§ **Exercise instructions**: Retype each entry below precisely as it reads.

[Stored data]
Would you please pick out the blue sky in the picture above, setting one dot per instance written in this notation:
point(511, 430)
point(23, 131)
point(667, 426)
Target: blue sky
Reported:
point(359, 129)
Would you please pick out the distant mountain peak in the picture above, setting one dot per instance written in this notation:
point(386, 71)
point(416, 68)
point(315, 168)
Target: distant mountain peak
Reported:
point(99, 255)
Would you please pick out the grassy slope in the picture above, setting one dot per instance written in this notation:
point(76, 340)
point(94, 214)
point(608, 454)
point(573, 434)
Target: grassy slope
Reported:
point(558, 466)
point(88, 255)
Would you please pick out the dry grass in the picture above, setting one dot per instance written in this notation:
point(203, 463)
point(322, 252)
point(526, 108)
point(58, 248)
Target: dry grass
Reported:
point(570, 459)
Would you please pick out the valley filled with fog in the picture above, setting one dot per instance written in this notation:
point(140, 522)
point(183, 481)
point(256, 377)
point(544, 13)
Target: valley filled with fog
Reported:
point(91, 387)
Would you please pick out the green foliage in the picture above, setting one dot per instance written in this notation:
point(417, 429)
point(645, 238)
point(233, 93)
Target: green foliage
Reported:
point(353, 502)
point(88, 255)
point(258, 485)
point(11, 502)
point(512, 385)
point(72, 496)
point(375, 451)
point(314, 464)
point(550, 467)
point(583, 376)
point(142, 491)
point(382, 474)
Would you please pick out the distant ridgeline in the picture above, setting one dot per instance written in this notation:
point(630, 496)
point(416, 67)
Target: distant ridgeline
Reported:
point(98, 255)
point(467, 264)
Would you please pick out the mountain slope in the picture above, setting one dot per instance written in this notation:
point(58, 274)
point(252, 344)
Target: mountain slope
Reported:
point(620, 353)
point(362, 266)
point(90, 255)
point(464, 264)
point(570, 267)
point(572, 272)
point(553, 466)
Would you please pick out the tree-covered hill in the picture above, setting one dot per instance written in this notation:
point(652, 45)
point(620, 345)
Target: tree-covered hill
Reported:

§ **Expected answer**:
Would you please pick out the blue sky in the picture above, setting one dot per instance written in this notation:
point(511, 430)
point(23, 131)
point(667, 426)
Target: blue sky
Reported:
point(359, 129)
Would you please pick out the distant mountain peak in the picture above, setting one dot per instance written in this notation:
point(386, 71)
point(416, 68)
point(315, 168)
Target: distant mountain peak
Reported:
point(99, 255)
Would you please pick out the grassy slope in the picture above, setting one dot per instance written in this notation:
point(76, 340)
point(94, 214)
point(608, 454)
point(573, 434)
Target: grassy slope
Reported:
point(558, 466)
point(88, 255)
Would you please pick out the dry grass in the picture above, setting one dot per instance written in this notation:
point(203, 463)
point(322, 252)
point(526, 108)
point(58, 248)
Target: dry grass
Reported:
point(570, 459)
Would you please pick out the valley filled with fog in the picture above, setting one dot per instance written in this notation:
point(140, 522)
point(183, 481)
point(256, 377)
point(544, 13)
Target: valley filled with fog
Reported:
point(91, 387)
Would you please pick out the green foliage in the picture above, setting one dot per instance written in this notation:
point(417, 429)
point(645, 238)
point(233, 93)
Target: green foliage
Reported:
point(353, 502)
point(88, 255)
point(258, 485)
point(11, 502)
point(512, 385)
point(72, 496)
point(375, 451)
point(314, 464)
point(550, 467)
point(583, 376)
point(142, 491)
point(382, 474)
Would you please pick out the distant ridgeline in the picture above, setting one dot per instance written in this notation:
point(630, 496)
point(416, 67)
Target: distant ridgeline
Reported:
point(98, 255)
point(467, 264)
Would you please pick out the mountain slope in the picture above, setting one dot per instance written in this notation:
point(58, 274)
point(252, 344)
Target: mountain slope
Reported:
point(620, 353)
point(362, 266)
point(90, 255)
point(464, 264)
point(570, 267)
point(572, 272)
point(553, 466)
Would you please pick out the tree-covered hill in the picture above, setting one dot per instance written in this notation:
point(652, 45)
point(620, 345)
Target: tree-covered hill
Reported:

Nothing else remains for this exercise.